Point-based annotation data:
+++
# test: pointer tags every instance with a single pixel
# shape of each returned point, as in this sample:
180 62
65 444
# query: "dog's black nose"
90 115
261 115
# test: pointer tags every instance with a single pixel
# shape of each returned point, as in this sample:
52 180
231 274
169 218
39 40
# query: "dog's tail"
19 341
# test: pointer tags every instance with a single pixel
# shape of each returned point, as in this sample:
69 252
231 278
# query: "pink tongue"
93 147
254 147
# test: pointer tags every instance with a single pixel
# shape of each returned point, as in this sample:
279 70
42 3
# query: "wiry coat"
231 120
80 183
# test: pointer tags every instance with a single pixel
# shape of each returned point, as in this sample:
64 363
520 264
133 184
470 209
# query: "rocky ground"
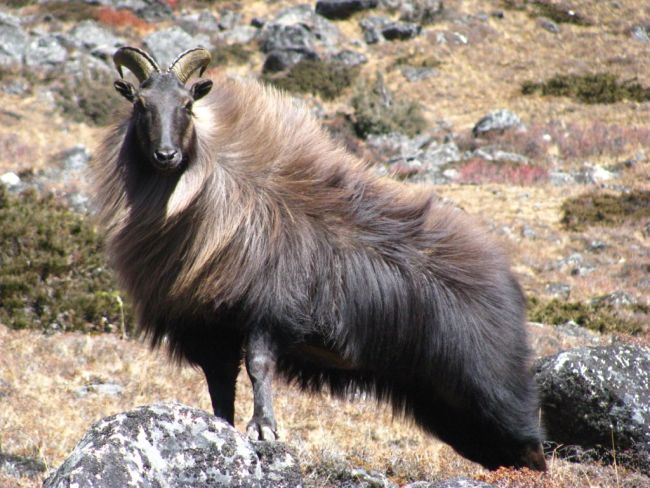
531 114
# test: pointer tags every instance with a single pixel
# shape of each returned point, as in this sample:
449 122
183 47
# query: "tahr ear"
201 88
125 89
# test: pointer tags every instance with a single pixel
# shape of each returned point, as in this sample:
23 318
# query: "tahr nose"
165 155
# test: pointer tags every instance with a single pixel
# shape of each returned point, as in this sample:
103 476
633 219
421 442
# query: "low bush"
52 273
590 88
326 79
601 317
90 99
377 111
599 208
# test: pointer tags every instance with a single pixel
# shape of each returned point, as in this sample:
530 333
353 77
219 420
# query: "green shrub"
377 111
596 208
90 99
326 79
51 268
602 317
589 88
557 12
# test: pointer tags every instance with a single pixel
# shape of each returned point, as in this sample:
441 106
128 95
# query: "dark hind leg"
261 356
220 359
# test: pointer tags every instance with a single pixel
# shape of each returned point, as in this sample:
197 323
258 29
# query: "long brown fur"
272 221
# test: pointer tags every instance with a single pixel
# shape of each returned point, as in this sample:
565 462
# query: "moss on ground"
598 208
600 317
326 79
590 88
52 273
377 111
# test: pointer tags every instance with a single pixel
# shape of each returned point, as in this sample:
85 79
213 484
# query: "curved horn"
188 62
135 60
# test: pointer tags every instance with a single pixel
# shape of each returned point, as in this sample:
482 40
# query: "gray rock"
105 389
615 299
166 44
202 21
324 34
281 60
499 121
372 27
13 41
350 58
421 11
228 19
413 73
441 154
592 397
342 9
88 35
240 34
149 10
641 33
549 25
46 53
559 290
296 37
10 179
19 466
400 31
170 444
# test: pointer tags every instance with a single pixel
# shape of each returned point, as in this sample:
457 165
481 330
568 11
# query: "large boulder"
170 444
598 398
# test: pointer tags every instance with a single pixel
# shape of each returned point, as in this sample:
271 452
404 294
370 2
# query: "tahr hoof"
259 430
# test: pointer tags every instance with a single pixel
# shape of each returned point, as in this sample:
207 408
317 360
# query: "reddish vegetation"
478 170
574 140
120 18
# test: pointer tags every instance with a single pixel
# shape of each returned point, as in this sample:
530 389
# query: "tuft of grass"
90 99
326 79
560 13
598 208
590 88
52 273
600 317
377 111
478 171
230 54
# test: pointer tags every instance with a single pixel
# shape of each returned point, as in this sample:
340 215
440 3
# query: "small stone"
342 9
350 58
412 73
281 60
559 290
400 31
10 179
497 121
641 33
615 299
549 25
372 27
107 389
+++
### To do
Every entry must be reproduced exactly, with the images left out.

### The answer
# test: pointer tags every instance with a single pixel
# shape of each returned point, as in this sample:
180 62
65 444
# query: "dog's black nose"
90 115
261 115
# test: pointer tags every instance with a single pixel
# shape of each returned point, as in this sample:
52 180
231 274
169 218
39 40
# query: "dog's tail"
19 341
# test: pointer tags every instance with a single pixel
# shape of each returned point, as in this sample:
69 252
231 278
# query: "pink tongue"
93 147
254 147
# test: pointer tags every instance with a single pixel
# shape of each returned point, as in this sample:
279 70
42 3
# query: "wiry coat"
231 120
80 183
# test: pointer tags every instance with a single pixel
# shape of each returned point, as in this sample:
64 363
520 264
133 184
470 209
# query: "rocky ground"
531 114
# test: pointer tags every instance with a single pixel
# shape of each returned point, as in this sample:
449 122
183 47
# query: "tahr ear"
201 88
125 89
# test: pointer tags every instance with a single pixel
# shape of each returned point, as in this sample:
23 318
# query: "tahr nose"
165 155
# test: pointer tags every instance with a single pixel
# shape of each returned point, as in this sample:
103 476
633 219
421 442
# query: "low bush"
52 273
590 88
326 79
601 317
90 99
377 111
599 208
# test: pointer tags every instance with a single pixel
# shape of each returned point, as in this sample:
530 333
353 77
219 420
# query: "green shrub"
377 111
596 208
90 99
326 79
51 268
602 317
589 88
557 12
# test: pointer tags every instance with a single pixel
# shape of each returned point, as in this sample:
441 106
128 95
# query: "dark hind leg"
261 356
220 359
# test: pointer tags every instance with a single pixel
# shape of each returned point, as in this sample:
197 323
258 29
# query: "long brown fur"
272 221
# test: pointer tags every instance with a single pixel
# shape of each returned point, as in this sample:
565 462
# query: "moss on ground"
598 208
600 317
326 79
590 88
52 273
377 111
# test: pointer tags every instance with a single pixel
# shape of each returned point, as in this sample:
85 79
213 484
# query: "curved horn"
188 62
135 60
# test: pointer tags every instance with a single pixel
# shape of each returned point, as in this sample:
482 40
# query: "gray rock"
105 389
615 299
166 44
202 21
324 34
281 60
499 121
372 27
13 41
350 58
421 11
228 19
413 73
441 154
592 397
342 9
88 35
240 34
149 10
641 33
549 25
46 53
559 290
296 37
10 179
19 466
400 31
170 444
# test: pointer tags every instance with a single pixel
# shape of each returned point, as in this sample:
457 165
481 330
568 11
# query: "large boulder"
170 444
598 398
# test: pointer tags every instance with a single pixel
# shape of each returned point, as in this sample:
271 452
404 294
370 2
# query: "tahr hoof"
259 430
# test: pointer tags every instance with a single pixel
# shape of each returned point, as in this sample:
207 408
317 360
# query: "reddish vegetation"
478 170
574 140
120 18
# test: pointer tags every instance with a single pixel
# shape of each returned point, as in this sample:
530 389
# query: "tuft of grass"
90 99
326 79
560 13
598 208
590 88
52 273
600 317
377 111
478 171
230 54
# test: pointer tags every instance with a single pixel
# shape of each returned point, as in this sample:
340 215
440 3
# query: "small stone"
342 9
350 58
412 73
281 60
559 290
400 31
10 179
497 121
641 33
615 299
549 25
372 27
107 389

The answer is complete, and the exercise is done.